Gaze fixation data was measured and recorded using the Tobii ET-17 infrared bright-pupil corneal-reflection eye-tracker. Data was recorded at 30 Hz (i.e., 1 video frame per second) and each infant was calibrated using a five-point attention-getter prior to beginning the experiment in order to ensure positional validity of gaze measurements. All five calibration points were required prior to data collection. Fixations were calculated as the mean x–y position of all consecutive gaze data that fell within a 30-pixel radius (~1.5 cm) for at least 100 milliseconds (~3 video frames). Data was not used if calibration was unsuccessful, if too little eye-tracking data was recorded (i.e., less than 15% of time when infant was actually looking toward the screen in any given episode1), or if the infant became too upset during the task to track.

Raw gaze position was exported as a video overlay on the video of the mother as seen by the infant and as recorded at the time of the experiment. Fixation start and stop times, synchronized to the video overlay, were simultaneously exported as a text file and used as the coding template for each infant. As detailed in Merin et al., (2007), coders then coded each fixation listed on the template as they watched the video with gaze overlay, indicating the area-of-interest (AOI) for each fixation. Coder reliabilities for each of 10 different AOIs (e.g., left eye, right eye, cheek, hair, etc.) were calculated on approximately 20% of the files, with intra-class correlations for each AOI all above .90. Coded eye-tracking data yielded duration and frequency scores for each AOI which were further collapsed to yield eye, mouth, and other face fixation frequencies and durations.

From these data, for each of the conditions in the mother-infant interaction, an “eye-mouth index” score was calculated as the amount of gaze to the eye region divided by the combined amount of gaze to both the eye and the mouth region. As reported in Merin et al. (2007), a hierarchical agglomerative cluster analysis was then employed to classify infants into one of 3 distinct groups: 1) infants who exhibited preferential gaze to the eye region across all phases of the still-face paradigm (the high-high-high or “HHH” cluster; n=32), 2) infants who exhibited preferential gaze to the mouth region (the low-low-low or “LLL” cluster; n=9), or 3) infants who exhibited preferential gaze to the eyes only during the unresponsive condition of the still-face paradigm (the low-high-low or “LHL” cluster; n=17). This technique allowed us to include the 9 new infants in our sample into the same classification scheme used by Merin et al. Consistent with Merin et al., the majority (78%, n=7) of infants in the LLL cluster were in the at-risk group, although this proportional difference was no longer statistically significant (X2 = 2.25, df = 2, p = .33).
______________________________
QUESTIONS ON THE MATERIAL ::
1. Answer these questions using the eye-tracking passage:
(a) How many calibration points were required before data collection?
(b) On approximately what percentage of the files were coder reliabilities calculated?
(c) How many infants were in the "LHL" cluster?
2. Quote the eye-tracking passage word for word, starting at "Raw gaze position" and ending at "frequencies and durations.".

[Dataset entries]
______________________________
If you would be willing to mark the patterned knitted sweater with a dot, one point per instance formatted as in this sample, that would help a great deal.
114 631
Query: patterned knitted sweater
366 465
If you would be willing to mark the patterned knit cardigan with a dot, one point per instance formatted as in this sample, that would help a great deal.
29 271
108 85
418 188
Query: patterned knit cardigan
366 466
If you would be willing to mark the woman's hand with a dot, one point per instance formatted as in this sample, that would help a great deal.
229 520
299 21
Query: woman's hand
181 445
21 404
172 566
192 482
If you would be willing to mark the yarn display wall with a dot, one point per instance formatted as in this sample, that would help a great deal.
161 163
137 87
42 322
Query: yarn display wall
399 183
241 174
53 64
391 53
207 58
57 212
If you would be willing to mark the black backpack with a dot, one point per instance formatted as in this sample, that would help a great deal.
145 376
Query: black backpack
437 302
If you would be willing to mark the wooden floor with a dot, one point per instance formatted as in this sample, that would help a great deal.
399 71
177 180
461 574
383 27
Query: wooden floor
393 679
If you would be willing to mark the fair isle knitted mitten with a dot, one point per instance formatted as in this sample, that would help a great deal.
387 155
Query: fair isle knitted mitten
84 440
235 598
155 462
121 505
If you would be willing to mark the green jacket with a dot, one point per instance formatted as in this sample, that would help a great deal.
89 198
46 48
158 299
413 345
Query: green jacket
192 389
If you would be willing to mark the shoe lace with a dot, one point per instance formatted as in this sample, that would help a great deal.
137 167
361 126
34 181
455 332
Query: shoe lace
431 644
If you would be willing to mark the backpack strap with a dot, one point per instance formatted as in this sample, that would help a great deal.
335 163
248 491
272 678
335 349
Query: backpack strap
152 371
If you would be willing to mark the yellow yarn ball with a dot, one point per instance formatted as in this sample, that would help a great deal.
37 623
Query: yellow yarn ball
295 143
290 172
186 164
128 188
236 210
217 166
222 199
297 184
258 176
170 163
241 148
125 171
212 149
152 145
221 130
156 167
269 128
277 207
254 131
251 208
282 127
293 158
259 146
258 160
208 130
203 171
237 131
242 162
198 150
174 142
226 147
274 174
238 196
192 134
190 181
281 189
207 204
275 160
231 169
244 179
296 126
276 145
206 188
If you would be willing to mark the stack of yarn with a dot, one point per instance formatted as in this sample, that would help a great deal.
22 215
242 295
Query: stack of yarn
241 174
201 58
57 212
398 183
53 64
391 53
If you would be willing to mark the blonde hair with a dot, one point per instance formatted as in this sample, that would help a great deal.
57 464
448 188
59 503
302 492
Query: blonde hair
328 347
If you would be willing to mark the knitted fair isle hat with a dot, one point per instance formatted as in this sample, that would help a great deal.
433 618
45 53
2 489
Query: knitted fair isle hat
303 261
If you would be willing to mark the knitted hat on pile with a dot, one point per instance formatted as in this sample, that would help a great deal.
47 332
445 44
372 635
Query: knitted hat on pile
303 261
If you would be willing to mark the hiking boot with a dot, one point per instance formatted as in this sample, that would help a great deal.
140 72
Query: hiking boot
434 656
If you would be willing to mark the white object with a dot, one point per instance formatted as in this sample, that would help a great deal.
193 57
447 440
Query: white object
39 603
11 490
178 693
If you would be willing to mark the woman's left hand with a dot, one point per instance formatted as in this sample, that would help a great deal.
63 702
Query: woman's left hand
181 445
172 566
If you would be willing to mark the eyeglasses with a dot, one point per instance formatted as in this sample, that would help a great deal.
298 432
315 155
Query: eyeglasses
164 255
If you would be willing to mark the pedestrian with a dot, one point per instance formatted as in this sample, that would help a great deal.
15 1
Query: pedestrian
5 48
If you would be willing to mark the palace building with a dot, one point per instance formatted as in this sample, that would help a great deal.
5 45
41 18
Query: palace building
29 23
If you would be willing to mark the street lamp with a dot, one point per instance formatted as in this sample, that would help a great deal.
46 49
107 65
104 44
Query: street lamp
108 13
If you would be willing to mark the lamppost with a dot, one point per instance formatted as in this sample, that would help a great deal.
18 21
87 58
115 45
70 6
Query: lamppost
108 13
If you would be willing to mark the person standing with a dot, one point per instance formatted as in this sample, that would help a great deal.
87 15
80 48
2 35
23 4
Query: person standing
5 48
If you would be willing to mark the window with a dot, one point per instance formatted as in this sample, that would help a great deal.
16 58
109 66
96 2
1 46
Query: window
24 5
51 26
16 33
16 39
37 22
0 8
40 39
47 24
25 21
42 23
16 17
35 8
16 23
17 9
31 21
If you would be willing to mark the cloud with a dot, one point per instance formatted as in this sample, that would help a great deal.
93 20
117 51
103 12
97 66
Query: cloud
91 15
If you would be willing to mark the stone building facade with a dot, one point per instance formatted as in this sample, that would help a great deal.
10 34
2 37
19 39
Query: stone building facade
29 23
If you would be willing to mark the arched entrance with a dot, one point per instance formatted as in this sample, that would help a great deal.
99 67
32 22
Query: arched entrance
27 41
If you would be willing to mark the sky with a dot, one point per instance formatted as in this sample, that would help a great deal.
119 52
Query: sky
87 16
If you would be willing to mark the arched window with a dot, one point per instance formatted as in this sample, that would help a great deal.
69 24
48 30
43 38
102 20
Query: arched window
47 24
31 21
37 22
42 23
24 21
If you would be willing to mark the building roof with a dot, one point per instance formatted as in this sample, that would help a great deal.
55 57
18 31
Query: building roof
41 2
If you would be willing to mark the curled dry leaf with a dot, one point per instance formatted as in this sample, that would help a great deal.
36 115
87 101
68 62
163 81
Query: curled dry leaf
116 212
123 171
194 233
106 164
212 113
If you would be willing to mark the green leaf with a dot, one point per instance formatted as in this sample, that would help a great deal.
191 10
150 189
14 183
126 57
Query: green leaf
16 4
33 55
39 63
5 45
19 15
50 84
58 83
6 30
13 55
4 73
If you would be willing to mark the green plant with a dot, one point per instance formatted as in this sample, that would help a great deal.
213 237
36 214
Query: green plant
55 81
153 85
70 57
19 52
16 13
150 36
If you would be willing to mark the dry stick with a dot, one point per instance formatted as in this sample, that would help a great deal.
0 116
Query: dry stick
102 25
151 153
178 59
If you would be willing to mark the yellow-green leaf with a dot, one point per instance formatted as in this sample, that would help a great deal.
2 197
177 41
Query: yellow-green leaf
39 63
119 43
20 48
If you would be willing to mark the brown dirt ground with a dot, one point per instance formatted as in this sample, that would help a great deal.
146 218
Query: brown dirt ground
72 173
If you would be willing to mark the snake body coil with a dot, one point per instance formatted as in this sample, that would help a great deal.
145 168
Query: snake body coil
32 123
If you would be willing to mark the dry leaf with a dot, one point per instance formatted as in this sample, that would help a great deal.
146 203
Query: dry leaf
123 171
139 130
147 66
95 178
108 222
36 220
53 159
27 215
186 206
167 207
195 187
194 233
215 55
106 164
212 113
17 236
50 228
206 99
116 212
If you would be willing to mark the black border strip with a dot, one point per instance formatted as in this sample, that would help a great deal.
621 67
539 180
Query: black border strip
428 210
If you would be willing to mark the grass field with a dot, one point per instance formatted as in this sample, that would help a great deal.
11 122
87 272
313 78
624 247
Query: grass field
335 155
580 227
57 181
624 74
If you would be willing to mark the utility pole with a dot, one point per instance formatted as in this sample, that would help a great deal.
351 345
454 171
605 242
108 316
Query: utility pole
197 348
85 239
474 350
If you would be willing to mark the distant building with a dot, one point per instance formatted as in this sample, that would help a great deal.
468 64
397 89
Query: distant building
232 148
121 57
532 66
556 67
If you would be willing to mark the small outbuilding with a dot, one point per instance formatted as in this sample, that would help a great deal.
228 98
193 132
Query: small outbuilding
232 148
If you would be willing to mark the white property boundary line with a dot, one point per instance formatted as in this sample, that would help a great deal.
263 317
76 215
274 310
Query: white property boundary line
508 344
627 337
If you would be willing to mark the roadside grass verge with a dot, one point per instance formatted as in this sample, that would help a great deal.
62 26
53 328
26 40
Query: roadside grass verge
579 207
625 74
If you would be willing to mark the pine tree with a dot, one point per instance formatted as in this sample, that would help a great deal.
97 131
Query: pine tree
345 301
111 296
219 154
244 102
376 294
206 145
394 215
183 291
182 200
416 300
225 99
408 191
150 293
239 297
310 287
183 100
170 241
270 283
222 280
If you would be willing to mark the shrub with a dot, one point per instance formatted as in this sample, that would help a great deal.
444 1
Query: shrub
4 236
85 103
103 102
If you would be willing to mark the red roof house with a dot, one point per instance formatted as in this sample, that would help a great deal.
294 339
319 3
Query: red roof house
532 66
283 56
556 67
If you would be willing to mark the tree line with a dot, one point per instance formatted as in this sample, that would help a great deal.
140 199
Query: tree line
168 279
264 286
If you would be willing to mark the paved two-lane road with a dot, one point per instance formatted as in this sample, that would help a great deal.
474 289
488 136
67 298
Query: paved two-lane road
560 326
______________________________
SET OF ANSWERS ::
1.
(a) All five.
(b) Approximately 20%.
(c) 17.

2.
Raw gaze position was exported as a video overlay on the video of the mother as seen by the infant and as recorded at the time of the experiment. Fixation start and stop times, synchronized to the video overlay, were simultaneously exported as a text file and used as the coding template for each infant. As detailed in Merin et al., (2007), coders then coded each fixation listed on the template as they watched the video with gaze overlay, indicating the area-of-interest (AOI) for each fixation. Coder reliabilities for each of 10 different AOIs (e.g., left eye, right eye, cheek, hair, etc.) were calculated on approximately 20% of the files, with intra-class correlations for each AOI all above .90. Coded eye-tracking data yielded duration and frequency scores for each AOI which were further collapsed to yield eye, mouth, and other face fixation frequencies and durations.